── 提示文
母の看病

411 :本当にあった怖い名無し:2007/07/22(日) 13:56:15 ID:88hfBSrq0
去年、母が病死(癌)してしまった。
病気が発見された時には既に手遅れの状態で病院でターミナルケアを受けながら
間もなく訪れるであろう死を待つしかなかった。
宣告されていた余命が1ヵ月を切った頃から、俺と父と妹の3人がそれぞれ交代で
病院に泊まり、母の看病をしていたが、俺の泊まり番の時に不可解な事が起きた。
 
死の2日前からは意識不明となったのだけれど、仕事や看病が続き、疲れていた俺は
傍らで眠り続ける母の寝顔を見ているうちに、うとうとしてしまいベッドに突っ伏すように
寝入ってしまっていた。(目覚めて気付くとそうなったいた。)
時刻は夜中の2時過ぎ。うたた寝していた時間は1時間弱だったと思うけど
目覚めた俺の肩にはバスタオルが羽織るように掛けられていた。
そのバスタオルとは母の看病のために病院に持ちこんでいたもので、確かその時には
テレビ台の下の引き出しにしまってあった筈だった。
不思議になったので、すぐに夜勤の看護師を呼び出し「肩に掛けませんでしたか?」と
尋ねてみたが、驚きの表情を浮かべて「掛けていません。不思議な事もあるもんですね…」
と答えが返ってきただけだったが、その次に続いた言葉何んとも言えない気持ちになった。
「ひょっとして…お母さんかも知れませんよ…」
 
この出来事は他の家族には話をしていない。話をしたところで信じてもらえないだろうから…

後日、この時の看護師とのやり取りが看護記録に記載されてないのだろうか?と
疑問になったので病院にカルテと看護記録の開示を求めてみた。
その時の担当してくれた方は訴訟沙汰かと身構えていたが、そうではないからと
(本当の理由は言える筈もないのだが…)納得させて両方のコピーをもらってきた。
看護記録には生前の母の言葉が、記載されてあったのだけれど、俺が一番知りたいと
思っていたその時のやり取りに関した具体的な事は記載されておらず、強いて挙げれば、
「息子さん(俺)がかなり疲れています」との言葉だけ。
つまり俺の身の上に起きた信じがたい出来事は俺の健忘か妄想の類となっていた訳。
それでも母と過ごした日々は俺の記憶には、しっかりと刻まれているのだけは確かだ。
────
» **課題 A**
提示文の書き手は、病室で起きたバスタオルの出来事を他の家族に話していない。その理由を、提示文に書かれているとおりに一、二文で説明しなさい。
» **課題 B**
提示文のうち、「と答えが返ってきただけだった」で始まり「それでも母と過ごした日々は俺の記憶には、しっかりと刻まれているのだけは確かだ。」で終わる部分を、一字も変えずに書き写しなさい。
── 入力データ
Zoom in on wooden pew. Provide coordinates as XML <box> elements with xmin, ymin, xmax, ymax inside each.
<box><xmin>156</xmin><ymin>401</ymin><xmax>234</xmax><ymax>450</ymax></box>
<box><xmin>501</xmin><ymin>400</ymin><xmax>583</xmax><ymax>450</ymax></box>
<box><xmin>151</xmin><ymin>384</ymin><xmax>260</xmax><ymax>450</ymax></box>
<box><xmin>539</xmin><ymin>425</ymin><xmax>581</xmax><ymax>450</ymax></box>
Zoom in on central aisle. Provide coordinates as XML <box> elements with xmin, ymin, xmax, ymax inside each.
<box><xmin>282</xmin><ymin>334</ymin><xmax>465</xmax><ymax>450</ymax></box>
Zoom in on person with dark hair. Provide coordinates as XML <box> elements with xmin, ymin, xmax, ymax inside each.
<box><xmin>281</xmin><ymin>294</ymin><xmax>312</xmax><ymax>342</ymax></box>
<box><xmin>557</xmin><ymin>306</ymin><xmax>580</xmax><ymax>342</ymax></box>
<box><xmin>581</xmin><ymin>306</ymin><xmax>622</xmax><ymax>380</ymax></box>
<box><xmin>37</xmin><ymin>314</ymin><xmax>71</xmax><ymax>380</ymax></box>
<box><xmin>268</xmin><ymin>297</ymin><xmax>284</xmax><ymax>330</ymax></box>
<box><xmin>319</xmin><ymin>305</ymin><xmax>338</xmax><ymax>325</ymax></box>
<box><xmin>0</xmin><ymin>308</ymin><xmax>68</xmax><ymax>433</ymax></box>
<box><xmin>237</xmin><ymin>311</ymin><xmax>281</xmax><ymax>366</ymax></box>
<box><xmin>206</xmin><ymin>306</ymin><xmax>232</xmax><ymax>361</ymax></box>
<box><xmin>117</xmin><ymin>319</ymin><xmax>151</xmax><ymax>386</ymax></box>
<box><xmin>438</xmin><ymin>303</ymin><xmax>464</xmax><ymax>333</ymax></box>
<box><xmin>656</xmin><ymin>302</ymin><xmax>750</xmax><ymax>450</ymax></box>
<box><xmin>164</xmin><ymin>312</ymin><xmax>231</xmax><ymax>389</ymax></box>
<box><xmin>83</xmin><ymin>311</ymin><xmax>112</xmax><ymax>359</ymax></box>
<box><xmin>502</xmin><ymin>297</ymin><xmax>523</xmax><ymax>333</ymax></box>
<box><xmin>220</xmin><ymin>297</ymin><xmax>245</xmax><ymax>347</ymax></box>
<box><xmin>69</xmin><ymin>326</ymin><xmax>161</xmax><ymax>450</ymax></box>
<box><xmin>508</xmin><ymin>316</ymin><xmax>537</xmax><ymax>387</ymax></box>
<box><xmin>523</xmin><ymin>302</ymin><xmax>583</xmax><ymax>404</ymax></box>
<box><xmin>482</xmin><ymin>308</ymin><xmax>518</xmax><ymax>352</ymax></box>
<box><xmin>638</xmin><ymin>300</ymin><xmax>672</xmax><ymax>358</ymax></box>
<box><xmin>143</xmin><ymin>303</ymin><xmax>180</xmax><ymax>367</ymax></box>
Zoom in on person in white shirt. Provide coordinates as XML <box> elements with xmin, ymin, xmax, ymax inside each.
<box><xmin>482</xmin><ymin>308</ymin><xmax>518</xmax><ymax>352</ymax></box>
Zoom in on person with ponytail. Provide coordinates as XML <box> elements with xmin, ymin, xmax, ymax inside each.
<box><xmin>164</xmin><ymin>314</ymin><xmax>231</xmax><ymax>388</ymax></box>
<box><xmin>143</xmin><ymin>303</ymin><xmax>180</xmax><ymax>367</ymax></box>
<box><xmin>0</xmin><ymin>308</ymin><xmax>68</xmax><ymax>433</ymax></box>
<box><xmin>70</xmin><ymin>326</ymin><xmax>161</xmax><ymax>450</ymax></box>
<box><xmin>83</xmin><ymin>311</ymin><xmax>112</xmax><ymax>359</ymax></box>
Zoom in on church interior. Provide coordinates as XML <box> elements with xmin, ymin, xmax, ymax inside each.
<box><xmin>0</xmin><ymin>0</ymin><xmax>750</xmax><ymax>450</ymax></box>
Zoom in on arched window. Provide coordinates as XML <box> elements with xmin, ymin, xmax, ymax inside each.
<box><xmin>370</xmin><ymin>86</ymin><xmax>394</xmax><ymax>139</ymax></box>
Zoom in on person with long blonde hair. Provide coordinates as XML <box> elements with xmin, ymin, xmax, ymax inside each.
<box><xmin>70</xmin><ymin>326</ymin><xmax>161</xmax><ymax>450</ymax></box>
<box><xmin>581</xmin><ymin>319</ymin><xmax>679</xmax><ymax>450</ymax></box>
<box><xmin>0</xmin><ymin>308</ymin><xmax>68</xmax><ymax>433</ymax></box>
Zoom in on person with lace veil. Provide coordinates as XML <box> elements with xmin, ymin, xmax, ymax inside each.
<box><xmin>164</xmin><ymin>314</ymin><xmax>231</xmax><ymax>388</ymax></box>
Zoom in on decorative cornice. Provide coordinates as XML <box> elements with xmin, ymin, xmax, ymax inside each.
────
» **解答 A**
話したところで信じてもらえないだろうと考えているからである。

» **解答 B**
と答えが返ってきただけだったが、その次に続いた言葉何んとも言えない気持ちになった。
「ひょっとして…お母さんかも知れませんよ…」
 
この出来事は他の家族には話をしていない。話をしたところで信じてもらえないだろうから…

後日、この時の看護師とのやり取りが看護記録に記載されてないのだろうか?と
疑問になったので病院にカルテと看護記録の開示を求めてみた。
その時の担当してくれた方は訴訟沙汰かと身構えていたが、そうではないからと
(本当の理由は言える筈もないのだが…)納得させて両方のコピーをもらってきた。
看護記録には生前の母の言葉が、記載されてあったのだけれど、俺が一番知りたいと
思っていたその時のやり取りに関した具体的な事は記載されておらず、強いて挙げれば、
「息子さん(俺)がかなり疲れています」との言葉だけ。
つまり俺の身の上に起きた信じがたい出来事は俺の健忘か妄想の類となっていた訳。
それでも母と過ごした日々は俺の記憶には、しっかりと刻まれているのだけは確かだ。